> _Exercise material_:
>>

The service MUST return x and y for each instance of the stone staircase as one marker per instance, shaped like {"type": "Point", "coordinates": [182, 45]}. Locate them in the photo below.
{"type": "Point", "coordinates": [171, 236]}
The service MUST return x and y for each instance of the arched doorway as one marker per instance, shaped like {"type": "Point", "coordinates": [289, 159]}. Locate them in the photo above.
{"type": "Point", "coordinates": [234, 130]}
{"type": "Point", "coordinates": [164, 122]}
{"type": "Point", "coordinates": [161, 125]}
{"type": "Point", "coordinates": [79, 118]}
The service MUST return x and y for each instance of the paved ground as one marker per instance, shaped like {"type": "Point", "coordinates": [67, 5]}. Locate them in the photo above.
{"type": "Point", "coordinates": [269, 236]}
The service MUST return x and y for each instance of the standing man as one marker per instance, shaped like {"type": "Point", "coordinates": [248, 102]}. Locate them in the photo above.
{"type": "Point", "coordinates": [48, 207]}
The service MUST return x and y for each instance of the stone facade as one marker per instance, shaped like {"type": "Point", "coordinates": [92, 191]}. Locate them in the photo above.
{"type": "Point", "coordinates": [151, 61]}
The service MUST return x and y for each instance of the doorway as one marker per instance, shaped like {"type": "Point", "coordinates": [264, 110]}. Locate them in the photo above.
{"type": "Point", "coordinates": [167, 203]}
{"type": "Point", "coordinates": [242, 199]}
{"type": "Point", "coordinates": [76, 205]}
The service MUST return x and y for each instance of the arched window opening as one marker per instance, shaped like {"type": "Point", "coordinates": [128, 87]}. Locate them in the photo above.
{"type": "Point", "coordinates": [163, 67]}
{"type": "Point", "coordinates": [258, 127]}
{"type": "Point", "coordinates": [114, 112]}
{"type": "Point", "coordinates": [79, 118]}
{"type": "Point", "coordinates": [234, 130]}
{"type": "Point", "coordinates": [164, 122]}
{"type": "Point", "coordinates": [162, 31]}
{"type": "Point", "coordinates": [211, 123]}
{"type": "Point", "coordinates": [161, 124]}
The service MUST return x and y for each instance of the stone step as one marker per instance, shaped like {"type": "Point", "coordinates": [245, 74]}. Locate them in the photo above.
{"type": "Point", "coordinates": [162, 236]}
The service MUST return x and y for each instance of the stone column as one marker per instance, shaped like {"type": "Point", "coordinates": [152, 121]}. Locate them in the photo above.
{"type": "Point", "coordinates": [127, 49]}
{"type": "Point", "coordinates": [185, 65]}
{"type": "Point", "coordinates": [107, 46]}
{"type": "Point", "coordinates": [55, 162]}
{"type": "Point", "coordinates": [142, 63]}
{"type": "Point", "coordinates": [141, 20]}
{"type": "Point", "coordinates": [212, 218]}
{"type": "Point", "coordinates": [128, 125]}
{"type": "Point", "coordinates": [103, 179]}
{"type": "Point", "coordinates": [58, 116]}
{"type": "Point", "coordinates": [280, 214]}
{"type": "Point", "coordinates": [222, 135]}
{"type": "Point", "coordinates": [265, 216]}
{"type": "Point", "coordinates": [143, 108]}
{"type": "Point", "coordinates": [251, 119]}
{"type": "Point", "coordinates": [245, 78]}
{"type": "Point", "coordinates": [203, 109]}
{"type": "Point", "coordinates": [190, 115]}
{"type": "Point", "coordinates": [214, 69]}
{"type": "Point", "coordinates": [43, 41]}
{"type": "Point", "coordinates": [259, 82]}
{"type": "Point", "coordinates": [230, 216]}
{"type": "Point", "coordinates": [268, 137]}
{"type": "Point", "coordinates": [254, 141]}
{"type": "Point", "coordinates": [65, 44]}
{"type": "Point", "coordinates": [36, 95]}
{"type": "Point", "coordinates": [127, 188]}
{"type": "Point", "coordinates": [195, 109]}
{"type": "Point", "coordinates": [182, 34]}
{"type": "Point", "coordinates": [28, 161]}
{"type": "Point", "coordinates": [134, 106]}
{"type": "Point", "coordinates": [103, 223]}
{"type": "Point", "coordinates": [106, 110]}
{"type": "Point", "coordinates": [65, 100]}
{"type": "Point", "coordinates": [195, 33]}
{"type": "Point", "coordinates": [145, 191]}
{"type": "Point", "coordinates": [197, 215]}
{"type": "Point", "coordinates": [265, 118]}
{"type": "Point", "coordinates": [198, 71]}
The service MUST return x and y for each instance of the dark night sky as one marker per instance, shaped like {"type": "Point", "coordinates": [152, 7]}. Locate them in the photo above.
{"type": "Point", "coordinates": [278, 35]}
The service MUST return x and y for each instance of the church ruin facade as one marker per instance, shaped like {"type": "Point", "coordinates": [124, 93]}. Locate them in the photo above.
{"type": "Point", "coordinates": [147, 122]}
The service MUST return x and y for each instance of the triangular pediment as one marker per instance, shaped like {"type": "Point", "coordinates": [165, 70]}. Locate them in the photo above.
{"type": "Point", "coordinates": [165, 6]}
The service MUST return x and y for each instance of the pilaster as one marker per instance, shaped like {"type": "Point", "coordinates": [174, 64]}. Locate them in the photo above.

<<

> _Written instruction_: Reproduce every line between the one containing "of the church" and the end of the records, inclusive. Shift each coordinate in the answer points up by 90, and leave the lines that call for markers, along with their sample coordinates, unchanged.

> _Reply_:
The service MUST return x and y for each instance of the church ruin facade as one marker per instance, shaped like {"type": "Point", "coordinates": [124, 93]}. Locate them in the photo above.
{"type": "Point", "coordinates": [237, 212]}
The service MUST return x and y for each instance of the triangular pediment as one marker per instance, shaped like {"type": "Point", "coordinates": [165, 70]}. Locate them in the photo above.
{"type": "Point", "coordinates": [255, 96]}
The service MUST return x and y for each instance of the pilaster as one marker per instance, shaped like {"type": "Point", "coordinates": [174, 64]}. Locate them in the photo above.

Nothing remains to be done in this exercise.